Exercise prompt -
The required output is a word-for-word restatement of the material below, from the line with "of the overcast" through its last line, inclusive.

"""

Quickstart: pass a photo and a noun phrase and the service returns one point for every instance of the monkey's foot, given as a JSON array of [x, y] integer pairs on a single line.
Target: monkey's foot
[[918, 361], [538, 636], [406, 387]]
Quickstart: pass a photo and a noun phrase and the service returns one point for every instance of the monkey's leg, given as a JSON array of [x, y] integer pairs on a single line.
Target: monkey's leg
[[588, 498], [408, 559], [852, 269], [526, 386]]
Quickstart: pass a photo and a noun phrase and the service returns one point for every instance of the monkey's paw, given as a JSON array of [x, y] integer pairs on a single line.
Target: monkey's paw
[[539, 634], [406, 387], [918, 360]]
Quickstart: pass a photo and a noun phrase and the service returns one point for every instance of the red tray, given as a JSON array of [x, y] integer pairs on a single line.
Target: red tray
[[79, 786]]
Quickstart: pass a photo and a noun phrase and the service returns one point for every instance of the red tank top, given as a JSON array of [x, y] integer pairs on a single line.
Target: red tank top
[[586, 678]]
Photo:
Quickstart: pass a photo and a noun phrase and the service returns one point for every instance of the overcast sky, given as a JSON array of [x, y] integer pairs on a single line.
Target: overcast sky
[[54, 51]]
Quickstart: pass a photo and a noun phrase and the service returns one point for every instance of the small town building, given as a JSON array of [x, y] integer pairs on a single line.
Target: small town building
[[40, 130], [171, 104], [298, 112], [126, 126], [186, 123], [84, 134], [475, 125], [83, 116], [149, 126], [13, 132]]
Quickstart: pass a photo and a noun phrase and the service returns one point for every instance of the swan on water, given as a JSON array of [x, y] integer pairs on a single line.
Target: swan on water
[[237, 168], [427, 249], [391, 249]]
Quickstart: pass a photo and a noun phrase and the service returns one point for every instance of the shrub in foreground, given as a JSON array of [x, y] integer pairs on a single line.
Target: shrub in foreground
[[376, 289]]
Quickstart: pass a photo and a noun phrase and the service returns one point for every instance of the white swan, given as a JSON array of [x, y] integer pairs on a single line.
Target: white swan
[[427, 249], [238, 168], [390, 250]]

"""

Your solution -
Quickstart: pass a photo and a noun phrase and the service returns one point for every instance of the overcast sky, given as a JSON array of [x, y] integer pairs on a single line.
Target: overcast sky
[[54, 51]]
Quickstart: pass a photo and a noun phrase and the service returns one point for every instance of the small town building, given as a JSON array of [x, y] integer pairs on a single line.
Target: small town building
[[40, 130], [171, 104], [298, 112], [126, 126], [186, 123], [84, 134], [475, 125], [83, 116], [149, 126], [13, 132]]
Quickstart: pass a photo and a noun phrase and the service returns one point for every instance of the swan on water, given as a JSON array of [x, y] integer pairs on a single line.
Target: swan on water
[[237, 168], [427, 249], [391, 249]]
Quickstart: pass a photo and a noun phrase and the service returns one point for every instance of the shrub in foreground, given as a JSON array of [x, y] integer pairs on a single line.
Target: shrub in foreground
[[376, 289]]
Quickstart: pass a photo and a noun phrase and the service returns one point for every instance of the white swan, given as a JSON array of [x, y] integer pairs on a single line.
Target: white swan
[[427, 249], [238, 168], [390, 250]]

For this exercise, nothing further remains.